▶ Task prompt
Reproduce verbatim the lines from the one containing "of the tree" through the one containing "[(582, 271)]", including both, and output nothing else.

Recorded data:
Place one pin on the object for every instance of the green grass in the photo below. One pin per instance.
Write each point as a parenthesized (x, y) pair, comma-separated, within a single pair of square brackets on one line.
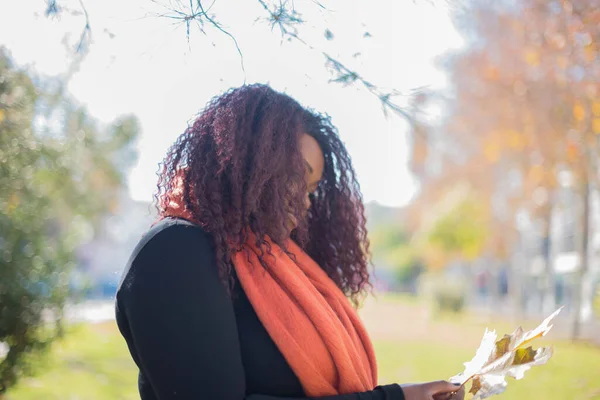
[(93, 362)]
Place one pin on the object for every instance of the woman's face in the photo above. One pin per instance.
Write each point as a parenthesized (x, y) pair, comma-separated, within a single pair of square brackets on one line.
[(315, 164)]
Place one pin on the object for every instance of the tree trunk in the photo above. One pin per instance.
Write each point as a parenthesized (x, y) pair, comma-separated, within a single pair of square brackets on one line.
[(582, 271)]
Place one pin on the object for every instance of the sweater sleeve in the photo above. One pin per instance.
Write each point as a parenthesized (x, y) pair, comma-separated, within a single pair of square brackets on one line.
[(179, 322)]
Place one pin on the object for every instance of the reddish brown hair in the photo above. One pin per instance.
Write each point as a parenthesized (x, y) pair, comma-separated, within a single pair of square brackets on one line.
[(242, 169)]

* * *

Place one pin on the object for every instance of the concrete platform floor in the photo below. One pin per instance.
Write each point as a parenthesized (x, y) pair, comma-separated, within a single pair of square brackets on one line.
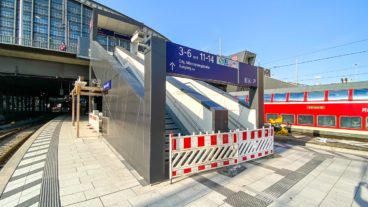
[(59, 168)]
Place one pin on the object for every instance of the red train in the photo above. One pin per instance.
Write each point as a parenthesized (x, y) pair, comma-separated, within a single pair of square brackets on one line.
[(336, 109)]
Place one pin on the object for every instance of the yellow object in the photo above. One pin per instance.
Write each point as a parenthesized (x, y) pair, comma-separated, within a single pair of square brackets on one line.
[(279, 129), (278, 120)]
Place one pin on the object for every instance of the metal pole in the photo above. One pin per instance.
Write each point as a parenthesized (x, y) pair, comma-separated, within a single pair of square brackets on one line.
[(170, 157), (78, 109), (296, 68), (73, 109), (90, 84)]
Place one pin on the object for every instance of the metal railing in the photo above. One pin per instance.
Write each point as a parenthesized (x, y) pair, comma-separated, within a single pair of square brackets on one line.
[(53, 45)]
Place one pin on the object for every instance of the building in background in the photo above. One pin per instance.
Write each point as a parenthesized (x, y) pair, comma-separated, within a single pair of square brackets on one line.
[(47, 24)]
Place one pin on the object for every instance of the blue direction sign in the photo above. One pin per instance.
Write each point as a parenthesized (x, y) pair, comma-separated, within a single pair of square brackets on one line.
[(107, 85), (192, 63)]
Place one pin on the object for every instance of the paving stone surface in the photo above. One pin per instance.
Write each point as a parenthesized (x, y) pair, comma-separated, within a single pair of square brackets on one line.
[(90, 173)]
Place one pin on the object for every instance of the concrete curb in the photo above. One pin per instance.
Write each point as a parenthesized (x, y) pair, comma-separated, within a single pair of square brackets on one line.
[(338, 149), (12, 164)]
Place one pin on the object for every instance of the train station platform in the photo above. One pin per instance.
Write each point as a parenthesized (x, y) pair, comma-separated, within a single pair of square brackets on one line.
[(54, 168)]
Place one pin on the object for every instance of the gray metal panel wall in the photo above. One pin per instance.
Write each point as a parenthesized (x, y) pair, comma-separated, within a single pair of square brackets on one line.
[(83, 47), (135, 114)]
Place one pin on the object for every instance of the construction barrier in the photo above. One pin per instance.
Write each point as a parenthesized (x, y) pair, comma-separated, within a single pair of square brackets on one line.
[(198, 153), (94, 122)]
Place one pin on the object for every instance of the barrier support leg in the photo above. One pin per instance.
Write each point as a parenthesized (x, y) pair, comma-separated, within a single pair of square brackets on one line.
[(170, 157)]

▶ The result
Place one pin on the object for every instance of the tree trunk in the photo above. One pin per instance.
Write each point as a parenthesized (x, y) pair, comma-separated, within a single pair of square brackets on one line.
[(582, 271)]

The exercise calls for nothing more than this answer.